_Passage:_
• • • • •
By default all files without license information are under the default
license of the kernel, which is GPL version 2.

Update the files which contain no license information with the 'GPL-2.0'
SPDX license identifier.  The SPDX identifier is a legally binding
shorthand, which can be used instead of the full boiler plate text.

This patch is based on work done by Thomas Gleixner and Kate Stewart and
Philippe Ombredanne.

How this work was done:

Patches were generated and checked against linux-4.14-rc6 for a subset of
the use cases:
 - file had no licensing information it it.
 - file was a */uapi/* one with no licensing information in it,
 - file was a */uapi/* one with existing licensing information,

Further patches will be generated in subsequent months to fix up cases
where non-standard license headers were used, and references to license
had to be inferred by heuristics based on keywords.

The analysis to determine which SPDX License Identifier to be applied to
a file was done in a spreadsheet of side by side results from of the
output of two independent scanners (ScanCode & Windriver) producing SPDX
tag:value files created by Philippe Ombredanne.  Philippe prepared the
base worksheet, and did an initial spot review of a few 1000 files.
• • • • •
_Work to do:_
1/ Rewrite the paragraph of the passage that begins "The analysis to determine" as a short bulleted list that keeps its main facts.
2/ According to the passage, which kernel release were the patches generated and checked against?
3/ Repeat the stretch of the passage from "How this work" through "information it it.".
The material after the passage is separate from it.

_Collected material:_
• • • • •
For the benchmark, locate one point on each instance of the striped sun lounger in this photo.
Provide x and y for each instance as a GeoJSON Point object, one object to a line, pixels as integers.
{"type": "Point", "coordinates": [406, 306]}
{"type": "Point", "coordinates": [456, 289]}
• • • • •
_Solutions to the tasks:_
1/
- The SPDX License Identifier for each file was chosen using a spreadsheet that placed results side by side.
- The results came from two independent scanners, ScanCode and Windriver.
- The scanners produced SPDX tag:value files created by Philippe Ombredanne.
- Philippe prepared the base worksheet and did an initial spot review of a few thousand files.

2/ linux-4.14-rc6

3/
How this work was done:

Patches were generated and checked against linux-4.14-rc6 for a subset of
the use cases:
 - file had no licensing information it it.